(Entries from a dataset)
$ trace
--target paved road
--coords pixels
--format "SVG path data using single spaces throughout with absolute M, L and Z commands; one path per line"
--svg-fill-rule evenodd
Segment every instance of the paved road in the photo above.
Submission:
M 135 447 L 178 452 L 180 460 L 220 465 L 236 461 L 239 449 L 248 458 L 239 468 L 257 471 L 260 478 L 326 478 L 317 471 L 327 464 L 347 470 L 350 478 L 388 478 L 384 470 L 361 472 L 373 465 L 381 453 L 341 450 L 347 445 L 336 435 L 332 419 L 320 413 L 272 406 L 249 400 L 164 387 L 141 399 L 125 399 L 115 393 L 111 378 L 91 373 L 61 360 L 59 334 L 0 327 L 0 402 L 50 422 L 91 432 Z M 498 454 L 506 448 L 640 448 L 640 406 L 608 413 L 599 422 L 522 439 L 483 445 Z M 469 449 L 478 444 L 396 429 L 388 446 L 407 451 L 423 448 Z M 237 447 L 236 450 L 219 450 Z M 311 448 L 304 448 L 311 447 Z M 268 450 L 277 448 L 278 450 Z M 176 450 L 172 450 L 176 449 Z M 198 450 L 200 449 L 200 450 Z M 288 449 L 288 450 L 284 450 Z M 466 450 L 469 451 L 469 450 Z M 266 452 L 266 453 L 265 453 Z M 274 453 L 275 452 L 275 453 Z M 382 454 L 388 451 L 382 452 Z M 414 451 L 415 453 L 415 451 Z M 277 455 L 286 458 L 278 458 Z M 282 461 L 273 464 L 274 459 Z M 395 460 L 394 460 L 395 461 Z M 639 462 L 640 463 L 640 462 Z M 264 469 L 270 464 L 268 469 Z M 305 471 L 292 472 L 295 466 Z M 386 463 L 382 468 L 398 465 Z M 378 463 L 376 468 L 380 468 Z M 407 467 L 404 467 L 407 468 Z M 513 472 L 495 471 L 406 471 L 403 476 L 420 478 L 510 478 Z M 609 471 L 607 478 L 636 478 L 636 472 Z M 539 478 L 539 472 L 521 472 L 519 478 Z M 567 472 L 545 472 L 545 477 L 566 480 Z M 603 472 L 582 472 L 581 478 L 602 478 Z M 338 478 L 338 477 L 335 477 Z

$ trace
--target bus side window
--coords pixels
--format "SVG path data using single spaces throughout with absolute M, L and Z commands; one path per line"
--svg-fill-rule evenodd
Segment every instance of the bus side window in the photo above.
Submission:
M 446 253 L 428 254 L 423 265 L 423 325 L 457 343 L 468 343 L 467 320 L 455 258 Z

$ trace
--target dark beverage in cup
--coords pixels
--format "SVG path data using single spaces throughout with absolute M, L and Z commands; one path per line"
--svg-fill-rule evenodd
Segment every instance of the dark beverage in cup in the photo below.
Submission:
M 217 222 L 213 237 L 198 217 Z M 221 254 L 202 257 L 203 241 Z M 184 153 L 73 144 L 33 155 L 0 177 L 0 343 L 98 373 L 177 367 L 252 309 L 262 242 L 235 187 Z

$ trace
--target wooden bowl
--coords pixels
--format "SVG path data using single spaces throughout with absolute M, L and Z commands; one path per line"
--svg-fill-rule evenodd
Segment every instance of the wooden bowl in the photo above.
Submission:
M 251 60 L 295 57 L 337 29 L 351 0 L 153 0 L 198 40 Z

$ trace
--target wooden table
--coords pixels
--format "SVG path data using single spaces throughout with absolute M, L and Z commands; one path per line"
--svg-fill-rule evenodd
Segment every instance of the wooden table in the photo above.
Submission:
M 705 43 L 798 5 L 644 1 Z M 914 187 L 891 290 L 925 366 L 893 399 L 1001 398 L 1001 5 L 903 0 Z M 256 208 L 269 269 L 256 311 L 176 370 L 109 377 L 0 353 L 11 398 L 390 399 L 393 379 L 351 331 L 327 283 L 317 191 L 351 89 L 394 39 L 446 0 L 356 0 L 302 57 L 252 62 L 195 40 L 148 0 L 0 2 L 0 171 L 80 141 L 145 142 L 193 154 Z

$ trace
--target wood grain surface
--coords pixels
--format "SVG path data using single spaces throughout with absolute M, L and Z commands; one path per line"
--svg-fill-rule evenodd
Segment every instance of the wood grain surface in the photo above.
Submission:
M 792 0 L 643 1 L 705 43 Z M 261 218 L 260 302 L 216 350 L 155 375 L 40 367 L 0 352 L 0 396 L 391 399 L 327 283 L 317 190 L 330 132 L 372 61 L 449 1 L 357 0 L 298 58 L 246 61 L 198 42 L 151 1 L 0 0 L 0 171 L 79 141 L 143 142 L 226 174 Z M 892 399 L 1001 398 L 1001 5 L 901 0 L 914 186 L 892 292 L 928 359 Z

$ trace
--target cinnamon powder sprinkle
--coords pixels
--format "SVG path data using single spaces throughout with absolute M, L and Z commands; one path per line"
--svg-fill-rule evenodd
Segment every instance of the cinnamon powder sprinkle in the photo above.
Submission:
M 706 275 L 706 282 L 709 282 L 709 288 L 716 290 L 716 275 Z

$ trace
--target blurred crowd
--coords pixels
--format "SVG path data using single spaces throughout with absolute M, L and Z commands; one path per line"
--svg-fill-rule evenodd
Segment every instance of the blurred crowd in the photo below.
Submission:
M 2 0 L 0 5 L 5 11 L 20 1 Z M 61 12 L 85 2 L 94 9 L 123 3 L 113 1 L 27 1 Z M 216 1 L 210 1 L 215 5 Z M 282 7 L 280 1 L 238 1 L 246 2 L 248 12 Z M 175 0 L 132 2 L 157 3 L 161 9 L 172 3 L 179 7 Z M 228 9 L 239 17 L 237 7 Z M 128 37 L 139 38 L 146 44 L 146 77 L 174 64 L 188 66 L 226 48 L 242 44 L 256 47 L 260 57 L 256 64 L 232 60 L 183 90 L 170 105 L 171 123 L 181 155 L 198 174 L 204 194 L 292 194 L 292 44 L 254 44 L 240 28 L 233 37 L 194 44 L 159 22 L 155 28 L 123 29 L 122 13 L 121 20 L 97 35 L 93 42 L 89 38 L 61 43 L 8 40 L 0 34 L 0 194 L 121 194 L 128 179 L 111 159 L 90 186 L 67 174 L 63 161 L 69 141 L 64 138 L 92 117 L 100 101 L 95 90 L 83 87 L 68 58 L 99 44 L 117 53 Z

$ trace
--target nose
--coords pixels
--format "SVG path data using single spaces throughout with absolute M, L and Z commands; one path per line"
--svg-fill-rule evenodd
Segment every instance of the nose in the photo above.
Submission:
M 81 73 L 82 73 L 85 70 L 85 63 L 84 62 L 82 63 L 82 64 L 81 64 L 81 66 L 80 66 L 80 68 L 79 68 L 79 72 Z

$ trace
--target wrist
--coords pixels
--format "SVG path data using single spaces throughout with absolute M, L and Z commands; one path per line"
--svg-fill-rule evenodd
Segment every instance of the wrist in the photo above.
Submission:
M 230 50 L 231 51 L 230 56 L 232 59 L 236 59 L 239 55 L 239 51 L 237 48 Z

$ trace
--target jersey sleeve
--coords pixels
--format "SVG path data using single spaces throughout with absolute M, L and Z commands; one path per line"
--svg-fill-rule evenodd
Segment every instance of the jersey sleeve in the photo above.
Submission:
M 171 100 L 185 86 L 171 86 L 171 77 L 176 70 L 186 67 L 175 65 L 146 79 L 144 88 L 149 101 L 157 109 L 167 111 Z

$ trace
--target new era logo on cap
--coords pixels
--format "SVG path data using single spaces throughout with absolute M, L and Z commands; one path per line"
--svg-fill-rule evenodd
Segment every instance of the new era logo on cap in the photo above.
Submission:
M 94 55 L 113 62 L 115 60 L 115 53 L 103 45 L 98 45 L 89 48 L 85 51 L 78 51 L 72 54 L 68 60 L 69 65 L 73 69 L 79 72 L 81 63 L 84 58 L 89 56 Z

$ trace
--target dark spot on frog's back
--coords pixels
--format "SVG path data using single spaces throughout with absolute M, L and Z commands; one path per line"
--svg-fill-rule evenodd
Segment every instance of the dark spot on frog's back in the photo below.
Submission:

TO BE DONE » Gather every line in the dataset above that contains the string "grain", treating uppercase and lowercase as different.

FULL RESPONSE »
--target wood grain surface
Segment every instance of the wood grain surface in the photo above.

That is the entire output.